La presenza di turisti in tuta bianca e mascherina assume più i contorni di una scenografia da operetta catastrofica che di reale pericolo, non si spiegherebbe infatti la ragione della mancanza di ogni protezione da parte di polizia e tecnici che lavorano attorno al sito.

Il paesaggio circostante è molto ricco di vegetazione, spesso si scorgono qui e là ruderi metallici di incerta funzione o origine. E’ comunque raccomandabile non avventurarsi fuori dalle normali vie di comunicazione a causa del valore altamente instabile e imprevedibile della radioattività.

I punti focali attorno alle centrali degni di visita sono abbastanza noti. Uno di questi è la stazione ferroviaria, dove alcuni locomotori e vagoni sono parcheggiati, il cui destino probabile è una discarica di rottame. Per quanto il ferro radioattivo sia poco appetibile per gli standard occidentali, non si spiega come gran parte del ferro presente in questi chilometri di solitudine sia stato rimosso a seguito dell’abbandono ultraventennale dell’area.

Nei siti più significativi è comune trovare una guardia solitaria, il furto di metallo è una di queste ragioni, un aspetto che è stato però osservato anche durante il recente tour nell’Ucraina Occidentale. Probabilmente ciò soddisfa anche necessità occupazionali. La compagnia di un essere peloso forse allevia il peso di vivere in una simile condizione.
====
▸ **Istruzioni**
1: Nel testo sui dintorni delle centrali, che cosa si trova parcheggiato presso la stazione ferroviaria?
2: Prosegui il testo sui dintorni delle centrali a partire dalla sua ultima frase.

(Voci di annotazione delle coordinate)
====
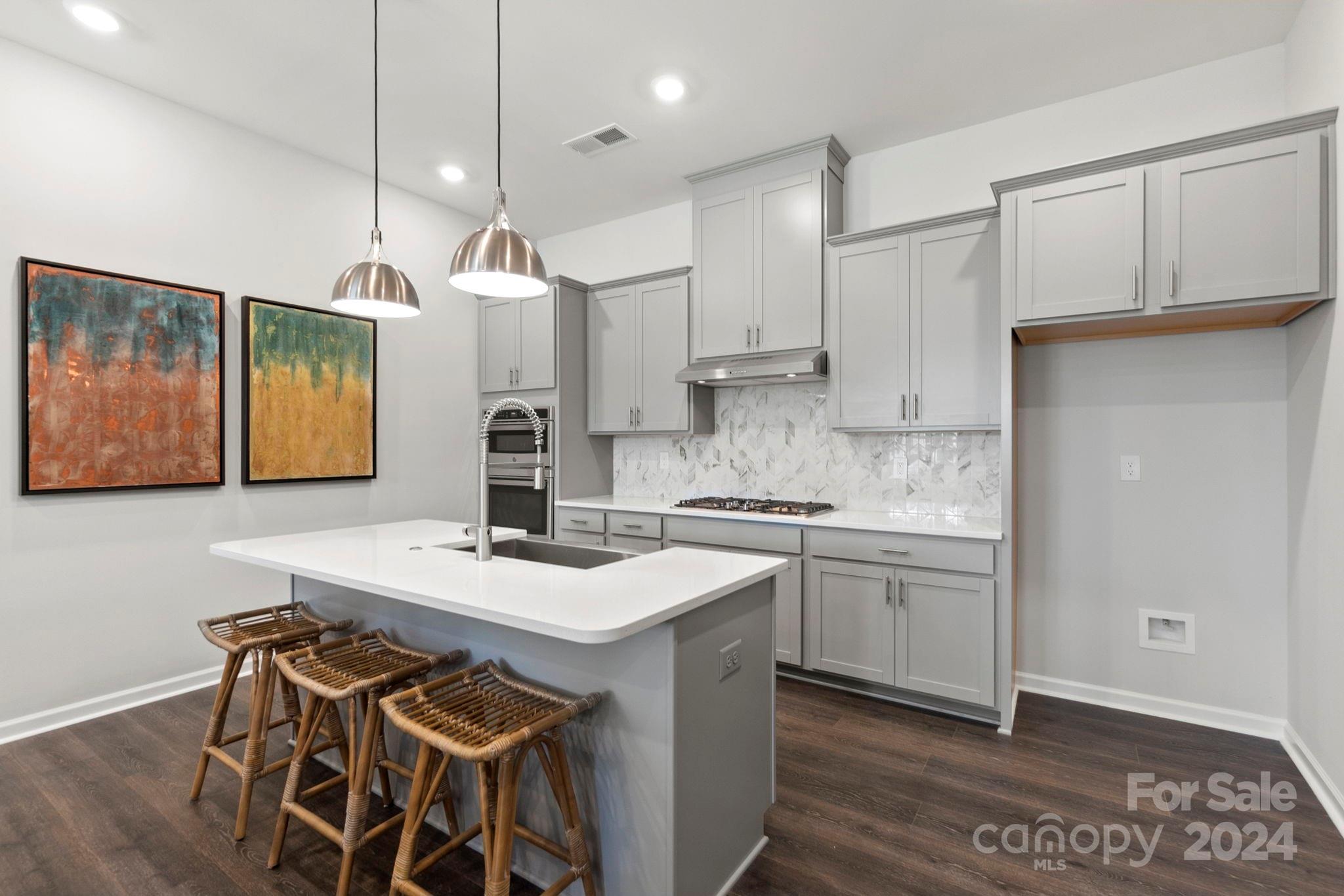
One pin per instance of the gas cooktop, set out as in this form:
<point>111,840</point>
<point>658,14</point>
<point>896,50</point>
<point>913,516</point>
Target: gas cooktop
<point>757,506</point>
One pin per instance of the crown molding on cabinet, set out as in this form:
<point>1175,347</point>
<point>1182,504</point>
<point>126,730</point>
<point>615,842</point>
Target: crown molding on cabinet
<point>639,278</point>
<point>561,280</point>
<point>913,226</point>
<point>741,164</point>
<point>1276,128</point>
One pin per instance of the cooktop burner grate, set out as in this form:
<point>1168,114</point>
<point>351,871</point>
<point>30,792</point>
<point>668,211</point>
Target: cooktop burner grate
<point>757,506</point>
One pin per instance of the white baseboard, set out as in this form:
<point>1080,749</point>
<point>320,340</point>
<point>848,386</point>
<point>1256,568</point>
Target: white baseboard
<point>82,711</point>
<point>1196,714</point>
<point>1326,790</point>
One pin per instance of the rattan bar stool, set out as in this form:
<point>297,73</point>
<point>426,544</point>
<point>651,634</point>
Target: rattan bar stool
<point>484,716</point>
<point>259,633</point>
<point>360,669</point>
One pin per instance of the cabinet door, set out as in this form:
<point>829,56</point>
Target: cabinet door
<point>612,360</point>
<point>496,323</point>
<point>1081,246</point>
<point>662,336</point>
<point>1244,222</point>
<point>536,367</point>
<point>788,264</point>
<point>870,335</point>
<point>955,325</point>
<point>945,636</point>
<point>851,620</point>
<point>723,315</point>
====
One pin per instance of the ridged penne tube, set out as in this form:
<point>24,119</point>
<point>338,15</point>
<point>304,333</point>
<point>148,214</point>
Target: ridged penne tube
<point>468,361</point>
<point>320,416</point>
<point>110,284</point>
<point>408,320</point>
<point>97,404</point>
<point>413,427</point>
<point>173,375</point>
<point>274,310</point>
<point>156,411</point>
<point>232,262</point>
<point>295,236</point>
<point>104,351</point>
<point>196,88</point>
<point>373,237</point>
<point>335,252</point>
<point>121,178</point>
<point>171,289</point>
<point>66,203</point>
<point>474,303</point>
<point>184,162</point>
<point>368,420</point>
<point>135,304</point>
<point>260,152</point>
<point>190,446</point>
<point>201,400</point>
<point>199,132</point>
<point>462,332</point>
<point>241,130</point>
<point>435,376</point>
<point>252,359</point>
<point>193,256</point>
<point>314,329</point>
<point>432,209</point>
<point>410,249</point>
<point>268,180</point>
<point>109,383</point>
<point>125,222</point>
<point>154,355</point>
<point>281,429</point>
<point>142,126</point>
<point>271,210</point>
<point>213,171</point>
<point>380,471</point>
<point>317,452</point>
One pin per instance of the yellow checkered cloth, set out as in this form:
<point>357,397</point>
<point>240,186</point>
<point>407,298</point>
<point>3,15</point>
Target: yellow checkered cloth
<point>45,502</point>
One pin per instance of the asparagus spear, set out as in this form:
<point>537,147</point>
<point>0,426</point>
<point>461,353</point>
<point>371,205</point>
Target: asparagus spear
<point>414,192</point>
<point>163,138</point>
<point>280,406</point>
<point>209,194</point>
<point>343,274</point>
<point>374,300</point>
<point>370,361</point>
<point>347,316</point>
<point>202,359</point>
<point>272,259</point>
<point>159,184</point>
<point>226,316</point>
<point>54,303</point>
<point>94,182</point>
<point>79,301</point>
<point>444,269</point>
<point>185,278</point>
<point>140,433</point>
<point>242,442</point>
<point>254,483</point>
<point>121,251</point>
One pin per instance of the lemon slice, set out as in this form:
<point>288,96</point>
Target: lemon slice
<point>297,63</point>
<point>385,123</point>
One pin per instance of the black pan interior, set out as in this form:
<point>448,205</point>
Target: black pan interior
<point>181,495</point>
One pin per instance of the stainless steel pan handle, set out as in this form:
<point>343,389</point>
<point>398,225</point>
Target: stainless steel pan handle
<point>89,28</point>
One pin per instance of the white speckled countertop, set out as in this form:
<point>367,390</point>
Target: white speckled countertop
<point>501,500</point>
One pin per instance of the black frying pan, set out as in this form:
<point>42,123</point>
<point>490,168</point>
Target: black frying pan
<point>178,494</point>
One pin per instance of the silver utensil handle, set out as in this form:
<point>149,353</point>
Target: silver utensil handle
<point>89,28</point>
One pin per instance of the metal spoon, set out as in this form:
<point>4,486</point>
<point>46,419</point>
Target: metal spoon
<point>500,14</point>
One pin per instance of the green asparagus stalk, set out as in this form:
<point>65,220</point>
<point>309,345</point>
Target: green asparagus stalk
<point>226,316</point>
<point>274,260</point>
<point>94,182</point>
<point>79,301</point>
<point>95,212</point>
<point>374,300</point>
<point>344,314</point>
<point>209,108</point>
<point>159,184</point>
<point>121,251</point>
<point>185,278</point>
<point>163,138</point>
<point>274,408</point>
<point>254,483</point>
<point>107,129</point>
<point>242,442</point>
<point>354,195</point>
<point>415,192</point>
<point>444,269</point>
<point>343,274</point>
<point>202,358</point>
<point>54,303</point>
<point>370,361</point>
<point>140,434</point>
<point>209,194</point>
====
▸ **Risposte**
1: Alcuni locomotori e vagoni.

2:
Successivamente è stata visitata un’area dove sono stati depositati veicoli impiegati nelle operazioni di decontaminazione, un sito di proporzioni limitate rispetto al più celebre e vietatissimo deposito di veicoli e velivoli militari. La contaminazione attesa non corrispondeva alle misurazioni effettuate. In un solo caso un cingolo metallico ha mostrato valori pari a circa 40 microSievert.

Un ambiente inadatto alla permanenza prolungata ma non sicuramente inavvicinabile per breve durata. Non trova apparente spiegazione invece la vista di due vagoni passeggeri ribaltati tra la vegetazione.

Un obiettivo desiderato della giornata era rappresentato da due enormi gru di carico sulle rive del bacino delle centrali,  ma sul lato opposto.
L’altezza pari probabilmente a una quarantina di metri le rende vertiginose anche osservandole dal basso, con la loro mole imponente e coperte di ruggine.


Non credo sia stato un gesto di incoscienza soddisfare la volontà di scalarne una fino alla vetta del braccio. Certamente un’operazione che non si compie nella routine quotidiana. Fu fatto perchè un accompagnatore conoscendole aveva assicurato sulla tenuta della loro immensa struttura.

Il braccio della gru si presentava inclinato, questo facilitò la salita ma rese altrettanto impossibile la permanenza alla sua sommità, dato che l’inclinazione rendeva la pedana impraticabile trovandosi altrettanto girata verso il basso.

Era possibile solo stare seduto sull’ultimo solido piolo metallico. Guardare verso il basso apriva il sipario verso un inghiottitoio, reso ancor più profondo dalla presenza del bacino su di un lato.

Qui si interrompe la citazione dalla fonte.